**What is being asked:** Please output the records below in full, exactly as given, but without the images.

**Image location labeling entries:**
◇ ◇ ◇ ◇

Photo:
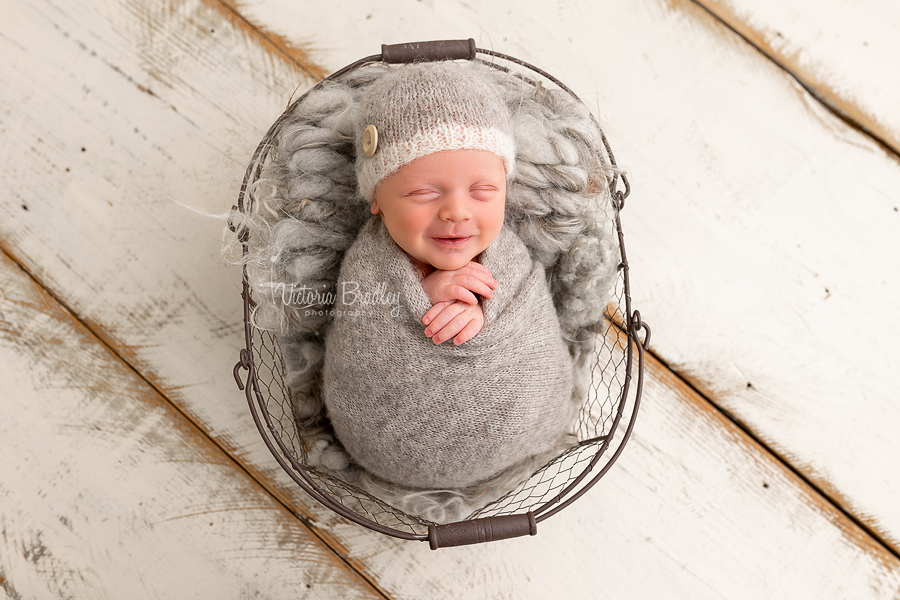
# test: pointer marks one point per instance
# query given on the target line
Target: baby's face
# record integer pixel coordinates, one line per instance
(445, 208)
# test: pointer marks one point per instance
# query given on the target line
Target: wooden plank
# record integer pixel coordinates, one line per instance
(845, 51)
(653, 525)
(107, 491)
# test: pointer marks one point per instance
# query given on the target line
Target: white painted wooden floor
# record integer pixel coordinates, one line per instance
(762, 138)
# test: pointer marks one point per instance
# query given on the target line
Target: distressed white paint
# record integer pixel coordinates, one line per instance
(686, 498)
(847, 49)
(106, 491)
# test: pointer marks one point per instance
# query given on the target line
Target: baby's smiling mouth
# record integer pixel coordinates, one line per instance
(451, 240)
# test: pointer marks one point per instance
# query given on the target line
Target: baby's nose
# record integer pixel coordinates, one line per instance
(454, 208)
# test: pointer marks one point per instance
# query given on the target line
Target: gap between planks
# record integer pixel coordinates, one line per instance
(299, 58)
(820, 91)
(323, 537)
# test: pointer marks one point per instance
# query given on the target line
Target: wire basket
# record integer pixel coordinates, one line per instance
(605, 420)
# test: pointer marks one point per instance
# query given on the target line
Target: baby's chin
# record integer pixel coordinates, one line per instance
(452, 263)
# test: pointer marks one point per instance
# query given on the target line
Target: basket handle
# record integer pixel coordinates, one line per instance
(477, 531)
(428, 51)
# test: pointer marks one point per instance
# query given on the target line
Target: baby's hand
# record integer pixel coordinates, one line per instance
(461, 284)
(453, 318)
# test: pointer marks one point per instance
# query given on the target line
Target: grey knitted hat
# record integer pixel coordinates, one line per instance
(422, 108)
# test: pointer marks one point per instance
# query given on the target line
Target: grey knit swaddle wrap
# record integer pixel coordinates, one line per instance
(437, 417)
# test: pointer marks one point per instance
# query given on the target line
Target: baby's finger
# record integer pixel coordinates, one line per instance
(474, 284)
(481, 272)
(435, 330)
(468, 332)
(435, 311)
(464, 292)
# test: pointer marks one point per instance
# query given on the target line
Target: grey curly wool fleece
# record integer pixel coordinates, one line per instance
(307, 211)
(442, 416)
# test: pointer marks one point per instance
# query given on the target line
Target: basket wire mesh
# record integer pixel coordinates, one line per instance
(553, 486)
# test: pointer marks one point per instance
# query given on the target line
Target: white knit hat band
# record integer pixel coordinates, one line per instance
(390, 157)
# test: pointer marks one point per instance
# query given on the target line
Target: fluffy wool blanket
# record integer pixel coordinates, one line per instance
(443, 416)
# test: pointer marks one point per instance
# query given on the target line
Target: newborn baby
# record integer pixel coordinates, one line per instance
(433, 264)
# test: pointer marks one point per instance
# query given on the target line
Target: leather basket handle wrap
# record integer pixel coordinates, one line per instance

◇ ◇ ◇ ◇

**Solved exercise:**
Photo:
# test: pointer marks one point per instance
# query given on the target line
Target: baby's face
# record integer pixel coordinates, one line per instance
(445, 208)
# test: pointer marks one point per instance
# query given on the target line
Target: wooden plank
# record integer pixel coordinates, one line per instance
(845, 51)
(653, 525)
(107, 491)
# test: pointer marks one point per instance
# query given on the target line
Target: white painted wooden floor
# record integer pixel coordinates, one line per instance
(762, 138)
# test: pointer marks one point per instance
# query given on the target line
Target: distressed white paint
# record integer pixel coordinates, one line per instance
(686, 498)
(847, 49)
(106, 491)
# test: pointer marks one point per instance
# query given on the target line
Target: baby's smiling mouth
# record integer pixel coordinates, one line per instance
(451, 240)
# test: pointer marks one point per instance
# query given on the target line
Target: baby's nose
# record integer pixel coordinates, one line per instance
(454, 208)
# test: pointer marks one point per instance
# query given on the target line
Target: gap between planks
# record integer pixel coordinates, one line per instance
(299, 58)
(820, 91)
(323, 537)
# test: pointer marks one point per instance
# query given on the target line
Target: wire basket
# record integer pixel coordinates, one line per instance
(605, 420)
# test: pointer marks one point per instance
# query given on the target line
Target: baby's chin
# record integer pixel coordinates, one line per instance
(452, 263)
# test: pointer marks one point per instance
# query given on the target line
Target: basket handle
# record integer pixel coordinates, one line per instance
(477, 531)
(428, 51)
# test: pointer marks one point per instance
# query given on the target line
Target: baby's hand
# record integer pixel coordinates, one line per instance
(461, 284)
(453, 318)
# test: pointer marks one point per instance
# query given on the target line
Target: grey knitted hat
# record integer pixel coordinates, one line per instance
(422, 108)
# test: pointer marks one point per instance
# query given on the target line
Target: grey knit swaddle wrap
# record integer pixel coordinates, one line per instance
(437, 417)
# test: pointer marks one point per instance
# query given on the target line
Target: baby's finger
# record integer pixel coordinates, one line per instance
(474, 284)
(481, 272)
(435, 330)
(468, 332)
(435, 311)
(464, 292)
# test: pointer marks one point per instance
# query given on the target line
Target: grey curly wool fleece
# record integer pixel coordinates, one line per instance
(307, 211)
(442, 416)
# test: pointer marks one point per instance
# query given on the target line
Target: basket wire mesh
# record integer pixel coordinates, one line per instance
(553, 486)
# test: pointer marks one point per instance
# query given on the target line
Target: white knit hat band
# record integer pixel coordinates, one line per instance
(390, 157)
# test: pointer marks one point per instance
# query given on the target line
Target: fluffy wool blanket
# record integer pixel coordinates, one line per instance
(443, 416)
# test: pointer marks one point per instance
# query given on the target line
Target: newborn baby
# record integer pixel coordinates, one line per instance
(433, 264)
# test: pointer marks one point per instance
# query given on the target line
Target: leather basket handle wrap
# record integer pixel coordinates, one line per instance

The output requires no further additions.